* TEXTE FOURNI:
- - -

Si dans les années 1962-65
vous avez, comme moi, fait abstraction de la politique Algérienne, nous avions
d’autres chats à fouetter, voici quelques extraits tirés d’un précis d’Histoire
écrit par M .Benjamin STORA. Cet historien engagé
n’est certainement pas de mon bord, mais il ne peut supprimer les faits. Voici
donc quelques éléments qui, je l’espère, vous feront
mieux saisir que le paradis socialiste algérien n’avait rien à voir avec celui
bon enfant que nous avions laissé… On peut s’interroger aussi sur la politique
de la France pendant cette période…
ETE 1962, BATAILLE POUR LE POUVOIR
Le GPRA est à Alger tandis que l’Etat major et la coalition se trouvent
à Tlemcen. Le 22 juillet 1962, Ben BELLA annonce la constitution du bureau
politique. C’est un coup de force contre le GPRA.
Ferhat ABBAS et Yacef SAADI appuient le groupe de Tlemcen.
Le 25 juillet, Constantine, favorable au GPRA est occupée. Le sang coule les
affrontements font 25 morts et 30 blessés.
Certains dirigeants algériens « historiques » contestent ou
approuvent le coup de force.
Le 29 Août à Alger, les commandos de Yacef SAADI attaquent les unités
de la wilaya IV. On déplore plusieurs morts ; Le peuple d’Alger descend
dans la rue au cri de « 7 ans, ça suffit ». Le bureau politique
donne l’ordre de marcher sur Alger. Les violents accrochages de BOGHARI et d’EL
ASNAM font plus de mille morts.
Cette période d’anarchie favorise les règlements de comptes aboutissant à
l’exécution de plusieurs milliers de Harkis ou de musulman pro français ainsi
que les enlèvements d’Européens en particulier en Oranie. Le rapport VERNEJOUL
de 1963 penche pour 25 000 Harkis tués et la croix
rouge recense encore 13 500 anciens supplétifs incarcérés en 1965.
Au lendemain de la guerre d’indépendance, le nationaliste Algérien
prend le pouvoir et adopte pour devise officielle rattraper le retard accumulé pendant
les 130 ans de domination coloniale »…. L’Algérie opte pour une voie socialiste
de développement. L’autogestion devient le thème clé pour transformer et
mobiliser l’Algérie.

- - -

* DONNÉES:
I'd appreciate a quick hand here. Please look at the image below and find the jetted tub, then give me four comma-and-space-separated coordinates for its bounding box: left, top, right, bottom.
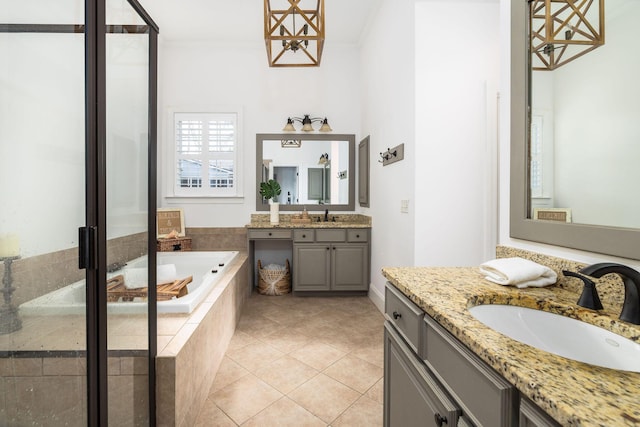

- - -

* TRAVAIL DEMANDÉ: Rédigez la suite du texte sur l'Algérie de 1962 à 1965, en reprenant juste après sa dernière phrase.

* RÉSULTAT ATTENDU:
Le 25 septembre 1962 l’Assemblée Nationale constituante, élue le 20
septembre, proclame la naissance de la république Algérienne démocratique et
populaire. Elle désigne Ahmed BEN BELLA président du Conseil des ministres.
Dans ce gouvernement ne figure aucun membre du GPRA mais en revanche 5
militaires dont le Colonel Houari BOUMEDIENE.
La notion de parti unique s’impose peu à peu et le parti communiste
Algérien est interdit le 29 novembre 1962. Ni l’indépendance, ni la légitimité
du F.L.N. comme parti unique ne découlent d’une
consultation populaire.
La liste unique des candidats à l’Assemblée Nationale quelque peu
amputée et modifiée sera plébiscitée à
99% le 30 septembre 1962. Ben BELLA devient chef du gouvernement. La Présidence
de l’Assemblée échoit à Ferhat ABBAS.
Le 11 avril 1963, Mohamed KHEMISTI est victime d’un attentat, le 16
avril Mohamed KHIDER démissionne du bureau politique Ben BELLA lui succède.
Mohamed KHIDER, Mohamed LACHERAF, Ait AHMED, Ben BELLA, Mohamed BOUDIAF.
Le 17 avril 1963 le colonel BOUMEDIENE est nommé vice-Président du
Conseil.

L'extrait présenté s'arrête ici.